## What the task requires
Starting at the line of the data below that contains "Expected behaviour: for every instance of the crowd" and continuing through the final line of the data, express each line as one string in a JSON list, omitting any blank lines.
_ _ _ _ _ _ _
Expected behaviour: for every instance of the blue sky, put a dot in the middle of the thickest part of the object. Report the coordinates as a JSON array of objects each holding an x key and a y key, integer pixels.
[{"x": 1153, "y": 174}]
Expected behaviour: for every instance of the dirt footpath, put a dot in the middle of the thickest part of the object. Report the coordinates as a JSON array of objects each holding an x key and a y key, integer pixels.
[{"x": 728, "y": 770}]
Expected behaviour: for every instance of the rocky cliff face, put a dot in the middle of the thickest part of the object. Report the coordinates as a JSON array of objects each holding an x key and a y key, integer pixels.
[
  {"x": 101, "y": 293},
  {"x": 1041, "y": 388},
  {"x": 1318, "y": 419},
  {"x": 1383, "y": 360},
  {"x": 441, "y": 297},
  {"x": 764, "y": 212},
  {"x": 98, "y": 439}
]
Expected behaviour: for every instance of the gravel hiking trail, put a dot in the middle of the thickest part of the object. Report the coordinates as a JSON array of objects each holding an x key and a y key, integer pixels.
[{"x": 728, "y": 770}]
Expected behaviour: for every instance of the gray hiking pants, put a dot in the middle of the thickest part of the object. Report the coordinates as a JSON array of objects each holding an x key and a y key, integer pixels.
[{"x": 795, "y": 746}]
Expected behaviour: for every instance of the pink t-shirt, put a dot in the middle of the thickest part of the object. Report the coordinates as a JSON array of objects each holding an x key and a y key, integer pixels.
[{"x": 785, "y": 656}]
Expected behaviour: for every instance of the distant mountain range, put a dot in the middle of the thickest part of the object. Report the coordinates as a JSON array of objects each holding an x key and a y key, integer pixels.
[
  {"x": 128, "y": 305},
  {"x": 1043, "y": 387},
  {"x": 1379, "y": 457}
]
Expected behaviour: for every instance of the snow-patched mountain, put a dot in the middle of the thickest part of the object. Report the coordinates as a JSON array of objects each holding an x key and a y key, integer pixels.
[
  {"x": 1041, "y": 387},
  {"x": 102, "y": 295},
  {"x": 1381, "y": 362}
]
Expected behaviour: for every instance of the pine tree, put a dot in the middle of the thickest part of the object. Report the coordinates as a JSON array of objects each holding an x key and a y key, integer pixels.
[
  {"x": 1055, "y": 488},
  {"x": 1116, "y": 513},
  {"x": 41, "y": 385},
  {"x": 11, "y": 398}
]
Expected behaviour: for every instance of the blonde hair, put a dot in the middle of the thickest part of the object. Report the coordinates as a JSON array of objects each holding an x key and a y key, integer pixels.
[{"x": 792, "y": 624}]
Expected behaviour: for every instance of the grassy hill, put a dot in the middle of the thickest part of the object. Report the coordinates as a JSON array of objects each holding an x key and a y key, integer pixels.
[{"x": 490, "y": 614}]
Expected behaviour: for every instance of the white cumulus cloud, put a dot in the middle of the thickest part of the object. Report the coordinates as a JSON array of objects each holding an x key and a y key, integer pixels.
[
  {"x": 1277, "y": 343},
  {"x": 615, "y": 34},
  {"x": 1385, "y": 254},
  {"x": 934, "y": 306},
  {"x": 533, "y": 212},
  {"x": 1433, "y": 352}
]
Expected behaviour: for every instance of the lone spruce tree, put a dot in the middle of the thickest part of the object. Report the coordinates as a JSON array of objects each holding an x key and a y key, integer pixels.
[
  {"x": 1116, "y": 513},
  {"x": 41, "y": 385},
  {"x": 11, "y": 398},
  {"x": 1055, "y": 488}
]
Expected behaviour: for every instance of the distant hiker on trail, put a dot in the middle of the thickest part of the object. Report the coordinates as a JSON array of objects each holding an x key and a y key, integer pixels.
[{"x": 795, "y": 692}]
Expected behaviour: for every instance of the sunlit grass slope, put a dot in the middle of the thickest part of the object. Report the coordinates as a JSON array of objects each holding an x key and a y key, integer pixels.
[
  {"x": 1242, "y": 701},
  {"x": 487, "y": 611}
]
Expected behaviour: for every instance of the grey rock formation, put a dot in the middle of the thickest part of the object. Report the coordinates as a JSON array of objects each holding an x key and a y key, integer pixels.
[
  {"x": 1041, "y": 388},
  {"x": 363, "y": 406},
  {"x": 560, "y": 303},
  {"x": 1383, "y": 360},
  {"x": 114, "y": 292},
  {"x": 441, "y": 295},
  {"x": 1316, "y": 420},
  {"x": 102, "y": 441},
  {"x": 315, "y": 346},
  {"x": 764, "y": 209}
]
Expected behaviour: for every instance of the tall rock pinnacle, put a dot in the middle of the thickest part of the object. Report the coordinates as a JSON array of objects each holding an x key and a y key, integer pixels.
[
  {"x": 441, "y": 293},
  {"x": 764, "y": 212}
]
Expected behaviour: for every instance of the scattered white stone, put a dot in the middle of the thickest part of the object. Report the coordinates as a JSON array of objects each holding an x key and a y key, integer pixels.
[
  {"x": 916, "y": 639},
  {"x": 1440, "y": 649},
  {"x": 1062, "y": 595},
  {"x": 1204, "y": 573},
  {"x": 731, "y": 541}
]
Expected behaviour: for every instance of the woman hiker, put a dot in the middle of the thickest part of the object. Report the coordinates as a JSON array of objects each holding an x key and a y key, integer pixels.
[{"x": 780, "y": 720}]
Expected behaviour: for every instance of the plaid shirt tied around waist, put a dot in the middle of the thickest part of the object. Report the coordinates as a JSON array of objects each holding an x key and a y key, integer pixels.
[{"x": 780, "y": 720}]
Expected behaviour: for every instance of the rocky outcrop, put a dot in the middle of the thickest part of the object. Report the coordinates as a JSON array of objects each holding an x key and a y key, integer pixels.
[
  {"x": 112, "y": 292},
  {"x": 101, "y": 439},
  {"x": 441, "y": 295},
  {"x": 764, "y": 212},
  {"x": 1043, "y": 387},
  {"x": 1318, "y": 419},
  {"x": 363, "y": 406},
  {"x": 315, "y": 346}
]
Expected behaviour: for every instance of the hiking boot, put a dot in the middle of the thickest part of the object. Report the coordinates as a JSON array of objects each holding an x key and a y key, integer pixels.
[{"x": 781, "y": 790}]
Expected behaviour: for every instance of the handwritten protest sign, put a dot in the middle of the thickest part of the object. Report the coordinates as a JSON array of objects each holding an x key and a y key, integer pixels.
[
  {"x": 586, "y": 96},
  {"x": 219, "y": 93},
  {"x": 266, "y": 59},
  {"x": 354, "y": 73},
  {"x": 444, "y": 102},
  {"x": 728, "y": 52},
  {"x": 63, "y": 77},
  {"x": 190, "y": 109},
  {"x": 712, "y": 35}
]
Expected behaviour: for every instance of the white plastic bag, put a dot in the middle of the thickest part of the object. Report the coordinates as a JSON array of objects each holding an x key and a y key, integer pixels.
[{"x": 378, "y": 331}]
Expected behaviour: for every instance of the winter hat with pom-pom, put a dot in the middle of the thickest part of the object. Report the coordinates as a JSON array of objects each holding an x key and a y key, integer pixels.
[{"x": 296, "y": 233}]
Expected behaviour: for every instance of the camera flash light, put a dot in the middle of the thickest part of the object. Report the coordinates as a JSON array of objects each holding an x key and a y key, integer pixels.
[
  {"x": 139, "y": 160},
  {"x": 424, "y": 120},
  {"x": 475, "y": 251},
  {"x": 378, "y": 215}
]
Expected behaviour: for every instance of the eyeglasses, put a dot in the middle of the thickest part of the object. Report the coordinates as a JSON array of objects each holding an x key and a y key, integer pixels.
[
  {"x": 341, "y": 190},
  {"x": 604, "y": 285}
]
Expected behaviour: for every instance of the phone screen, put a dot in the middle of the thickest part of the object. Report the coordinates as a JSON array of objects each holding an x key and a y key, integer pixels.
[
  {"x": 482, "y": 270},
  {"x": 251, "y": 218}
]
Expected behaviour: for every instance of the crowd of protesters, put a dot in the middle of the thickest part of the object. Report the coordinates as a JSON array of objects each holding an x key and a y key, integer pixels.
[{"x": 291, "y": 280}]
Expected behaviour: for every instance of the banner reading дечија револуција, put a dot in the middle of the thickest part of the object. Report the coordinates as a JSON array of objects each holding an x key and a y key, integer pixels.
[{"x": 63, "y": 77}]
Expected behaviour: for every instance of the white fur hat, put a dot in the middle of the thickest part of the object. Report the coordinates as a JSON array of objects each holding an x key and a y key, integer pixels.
_ _ _ _ _ _ _
## Expected answer
[
  "Expected behaviour: for every instance of the crowd of protesters, put a dot in the middle of the thickest part of the object. Report the coordinates as a JSON array of objects each holding an x key and a y key, integer pixels.",
  "[{\"x\": 291, \"y\": 280}]",
  "Expected behaviour: for every instance of the banner reading дечија револуција, put a dot in the middle of the thickest part of the object. Report the coordinates as a JSON array of objects each holding an x key and a y key, integer pixels.",
  "[{\"x\": 63, \"y\": 77}]",
  "Expected behaviour: for every instance of the white fur hat, put a dot in the middle of the thickest part of the object. Report the coordinates as a JSON array of objects each holding an x key and a y key, integer pixels."
]